*PASSAGE PROVIDED:*

I.            INTRODUCTION

On March 26, 2019, plaintiff Adam Becker (“Plaintiff”) initiated this action against defendants Artisanal Brewers Collective, LLC (“ABC”), The Old Chalet, and Bethany McDaniel (“McDaniel’). The complaint alleges the following causes of action: (1) premises liability against ABC and The Old Chalet; (2) negligence against ABC and The Old Chalet; and (3) battery against McDaniel.

On April 12, 2019, ABC and The Old Chalet filed their joint answer to the complaint.

On July 3, 2019, McDaniel filed her answer to the complaint.

On August 30, 2023, ABC filed the instant motion for summary judgment. On October 30, 2023, Plaintiff filed his opposition to the instant motion for summary judgment. On November 8, 2023, ABC filed its reply papers.

On November 13, 2023, the Court continued the hearing on ABC’s motion for summary judgment to January 3, 2024, and it further instructed ABC to file a fact and legal brief on the issue of obstreperous and aggressive conduct by November 27, 2023. The Court permitted Plaintiff to file a response to this brief by December 18, 2023. In compliance with the Court’s directives, the parties filed their respective briefs on the appropriate dates.

On December 6, 2023, Plaintiff filed a motion for terminating sanctions against Defendant ABC for its failure to preserve and produce complete security video-recordings after being placed on notice of the potential for litigation. Alternatively, Plaintiff seeks the imposition of an issue sanction “that due to ABC’s spoliation of evidence that it be determined in this action that ABC was placed on notice of the potential and imminent threat posed by Defendant McDaniel.” (Notice of Motion re: Sanctions at pg. 2.) As another alternative, Plaintiff requests the Court issue jury instructions pursuant to Evidence Code § 413.

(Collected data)
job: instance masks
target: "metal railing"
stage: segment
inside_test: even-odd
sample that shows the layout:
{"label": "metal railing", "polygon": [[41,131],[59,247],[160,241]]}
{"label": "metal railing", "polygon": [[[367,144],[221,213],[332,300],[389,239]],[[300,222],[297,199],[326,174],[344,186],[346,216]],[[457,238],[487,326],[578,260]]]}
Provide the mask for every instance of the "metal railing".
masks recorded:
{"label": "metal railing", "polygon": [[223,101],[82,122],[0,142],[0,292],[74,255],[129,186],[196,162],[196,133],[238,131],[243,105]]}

*WORK ORDER:*
Answer these questions about the case introduction:
1. Which cause of action does the complaint allege against McDaniel?
2. On what date did McDaniel file her answer to the complaint?
3. Under which code section does Plaintiff request jury instructions?

*RESULT OF THIS TASK:*
1. Battery.
2. July 3, 2019.
3. Evidence Code § 413.